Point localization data
[Start of Attachment]

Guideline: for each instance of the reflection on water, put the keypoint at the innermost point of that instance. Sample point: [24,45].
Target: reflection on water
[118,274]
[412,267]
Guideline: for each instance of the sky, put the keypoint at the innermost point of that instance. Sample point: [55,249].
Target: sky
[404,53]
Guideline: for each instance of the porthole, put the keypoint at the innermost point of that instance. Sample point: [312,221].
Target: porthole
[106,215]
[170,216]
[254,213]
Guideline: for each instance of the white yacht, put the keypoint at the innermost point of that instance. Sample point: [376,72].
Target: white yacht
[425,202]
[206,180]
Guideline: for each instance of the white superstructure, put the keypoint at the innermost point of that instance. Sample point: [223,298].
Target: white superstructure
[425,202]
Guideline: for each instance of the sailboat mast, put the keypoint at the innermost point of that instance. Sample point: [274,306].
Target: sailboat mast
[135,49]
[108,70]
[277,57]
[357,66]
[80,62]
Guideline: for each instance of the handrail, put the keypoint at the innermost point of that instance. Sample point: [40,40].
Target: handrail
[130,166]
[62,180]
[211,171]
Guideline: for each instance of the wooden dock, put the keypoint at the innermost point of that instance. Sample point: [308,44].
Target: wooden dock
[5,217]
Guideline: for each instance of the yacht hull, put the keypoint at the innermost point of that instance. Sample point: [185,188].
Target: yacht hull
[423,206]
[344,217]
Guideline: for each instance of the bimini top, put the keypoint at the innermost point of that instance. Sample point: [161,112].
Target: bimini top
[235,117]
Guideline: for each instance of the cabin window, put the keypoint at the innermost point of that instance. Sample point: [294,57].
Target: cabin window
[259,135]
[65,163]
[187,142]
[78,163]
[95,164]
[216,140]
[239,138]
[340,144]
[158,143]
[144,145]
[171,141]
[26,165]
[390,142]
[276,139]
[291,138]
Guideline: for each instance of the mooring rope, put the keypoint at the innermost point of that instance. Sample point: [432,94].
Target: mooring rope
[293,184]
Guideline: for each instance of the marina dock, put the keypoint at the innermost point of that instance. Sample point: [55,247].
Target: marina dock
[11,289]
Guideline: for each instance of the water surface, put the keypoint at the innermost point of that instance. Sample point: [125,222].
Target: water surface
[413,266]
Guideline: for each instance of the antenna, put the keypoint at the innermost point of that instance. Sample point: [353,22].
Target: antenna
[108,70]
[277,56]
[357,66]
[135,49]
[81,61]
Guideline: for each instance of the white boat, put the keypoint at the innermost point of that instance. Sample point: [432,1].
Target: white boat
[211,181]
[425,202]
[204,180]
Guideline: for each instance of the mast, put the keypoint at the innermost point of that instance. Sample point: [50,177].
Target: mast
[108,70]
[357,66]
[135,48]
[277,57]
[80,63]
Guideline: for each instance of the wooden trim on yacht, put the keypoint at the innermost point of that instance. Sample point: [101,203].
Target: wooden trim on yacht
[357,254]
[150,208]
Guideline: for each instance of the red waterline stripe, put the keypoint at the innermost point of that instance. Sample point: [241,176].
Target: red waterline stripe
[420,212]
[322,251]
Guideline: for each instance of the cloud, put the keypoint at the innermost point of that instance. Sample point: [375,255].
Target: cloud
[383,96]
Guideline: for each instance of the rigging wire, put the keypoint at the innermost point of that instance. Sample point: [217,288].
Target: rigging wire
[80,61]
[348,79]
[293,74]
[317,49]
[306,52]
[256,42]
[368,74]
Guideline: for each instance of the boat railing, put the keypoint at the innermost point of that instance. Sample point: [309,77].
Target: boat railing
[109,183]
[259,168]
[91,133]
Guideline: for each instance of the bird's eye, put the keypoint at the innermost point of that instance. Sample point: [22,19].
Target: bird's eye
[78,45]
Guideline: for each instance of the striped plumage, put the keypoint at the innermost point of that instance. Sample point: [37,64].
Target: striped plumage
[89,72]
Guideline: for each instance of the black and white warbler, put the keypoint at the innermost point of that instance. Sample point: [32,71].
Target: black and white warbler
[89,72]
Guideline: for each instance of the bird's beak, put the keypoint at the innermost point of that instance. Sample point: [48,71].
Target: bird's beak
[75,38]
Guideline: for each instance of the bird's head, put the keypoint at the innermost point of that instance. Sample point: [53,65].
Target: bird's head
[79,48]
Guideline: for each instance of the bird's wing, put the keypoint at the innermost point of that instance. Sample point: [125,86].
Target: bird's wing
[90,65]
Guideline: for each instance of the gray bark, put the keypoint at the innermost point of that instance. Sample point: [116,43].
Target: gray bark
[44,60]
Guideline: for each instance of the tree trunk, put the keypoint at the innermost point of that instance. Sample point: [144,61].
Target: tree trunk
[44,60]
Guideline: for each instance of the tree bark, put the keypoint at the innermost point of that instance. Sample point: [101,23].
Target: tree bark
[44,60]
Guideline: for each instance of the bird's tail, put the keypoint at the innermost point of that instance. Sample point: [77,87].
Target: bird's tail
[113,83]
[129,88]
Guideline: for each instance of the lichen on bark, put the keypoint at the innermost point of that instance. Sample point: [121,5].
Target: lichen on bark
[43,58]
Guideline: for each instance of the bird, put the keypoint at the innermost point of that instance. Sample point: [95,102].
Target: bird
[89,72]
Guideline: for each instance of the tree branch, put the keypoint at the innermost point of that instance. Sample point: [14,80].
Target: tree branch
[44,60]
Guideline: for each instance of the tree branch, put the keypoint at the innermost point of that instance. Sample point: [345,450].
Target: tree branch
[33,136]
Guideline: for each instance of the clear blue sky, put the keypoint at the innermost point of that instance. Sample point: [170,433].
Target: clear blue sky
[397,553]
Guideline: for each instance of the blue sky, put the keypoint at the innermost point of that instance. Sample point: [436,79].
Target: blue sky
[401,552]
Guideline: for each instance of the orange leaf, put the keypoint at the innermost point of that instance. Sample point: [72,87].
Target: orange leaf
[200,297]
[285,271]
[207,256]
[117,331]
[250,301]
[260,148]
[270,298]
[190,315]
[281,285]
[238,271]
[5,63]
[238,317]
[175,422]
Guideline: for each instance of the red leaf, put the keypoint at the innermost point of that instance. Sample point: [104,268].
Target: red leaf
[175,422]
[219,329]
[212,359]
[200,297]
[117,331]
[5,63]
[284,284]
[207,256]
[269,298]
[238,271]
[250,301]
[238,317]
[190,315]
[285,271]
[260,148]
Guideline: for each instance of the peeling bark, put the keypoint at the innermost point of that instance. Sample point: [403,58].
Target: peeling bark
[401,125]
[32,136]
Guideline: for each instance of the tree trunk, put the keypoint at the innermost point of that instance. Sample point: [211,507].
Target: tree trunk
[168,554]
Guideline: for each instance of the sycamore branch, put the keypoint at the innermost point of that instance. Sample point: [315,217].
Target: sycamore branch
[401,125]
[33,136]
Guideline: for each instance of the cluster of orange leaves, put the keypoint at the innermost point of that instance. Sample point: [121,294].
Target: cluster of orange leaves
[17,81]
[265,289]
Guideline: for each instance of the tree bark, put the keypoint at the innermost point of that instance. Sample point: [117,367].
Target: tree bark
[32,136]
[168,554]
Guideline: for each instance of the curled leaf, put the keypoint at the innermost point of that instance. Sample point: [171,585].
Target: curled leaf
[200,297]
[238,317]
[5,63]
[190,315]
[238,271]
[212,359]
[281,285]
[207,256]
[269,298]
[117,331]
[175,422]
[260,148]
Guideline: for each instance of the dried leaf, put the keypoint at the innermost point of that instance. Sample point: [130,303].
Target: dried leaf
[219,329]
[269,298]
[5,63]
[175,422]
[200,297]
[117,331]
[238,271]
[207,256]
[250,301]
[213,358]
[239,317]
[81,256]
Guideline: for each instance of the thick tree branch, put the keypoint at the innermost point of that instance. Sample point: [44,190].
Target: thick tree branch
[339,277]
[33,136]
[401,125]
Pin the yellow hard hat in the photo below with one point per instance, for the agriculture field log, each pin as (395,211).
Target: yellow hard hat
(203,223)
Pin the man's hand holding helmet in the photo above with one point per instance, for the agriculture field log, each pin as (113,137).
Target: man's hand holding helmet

[End of Attachment]

Restate word for word the lines of the data above, starting at the line containing "Guideline: for each instance of the bird's eye, put" and ending at the line containing "Guideline: for each instance of the lichen", both included, and nothing more.

§ Solution
Guideline: for each instance of the bird's eye, put the keypoint at the innermost point of that instance. Sample point: [22,19].
Target: bird's eye
[78,45]
Guideline: for each instance of the striped plumage, put the keypoint at the innermost point of that instance. Sample point: [37,64].
Target: striped plumage
[89,72]
Guideline: for each instance of the black and white warbler, put the keypoint at the innermost point of that instance. Sample point: [32,71].
Target: black and white warbler
[89,72]
Guideline: for each instance of the bird's beak, put the keypoint at the innermost point of that instance. Sample point: [48,71].
Target: bird's beak
[75,38]
Guideline: for each instance of the bird's head, put the keypoint at the innermost point of that instance. Sample point: [53,65].
Target: bird's head
[79,48]
Guideline: for each instance of the bird's wing, put the keypoint at the innermost point of that instance. Sample point: [125,86].
Target: bird's wing
[90,65]
Guideline: for each instance of the gray bark, put the keypoint at the innermost point of that instance. Sample point: [116,43].
Target: gray bark
[44,60]
Guideline: for each instance of the tree trunk, put the keypoint at the innermost point of that instance. Sample point: [144,61].
Target: tree trunk
[44,60]
Guideline: for each instance of the tree bark, put the keypoint at the innermost point of that instance. Sample point: [101,23].
Target: tree bark
[44,60]
Guideline: for each instance of the bird's tail, put the keypoint at the innermost point of that instance. Sample point: [77,87].
Target: bird's tail
[113,83]
[129,88]
Guideline: for each instance of the lichen on bark, put the keypoint at the innermost point of that instance. Sample point: [121,5].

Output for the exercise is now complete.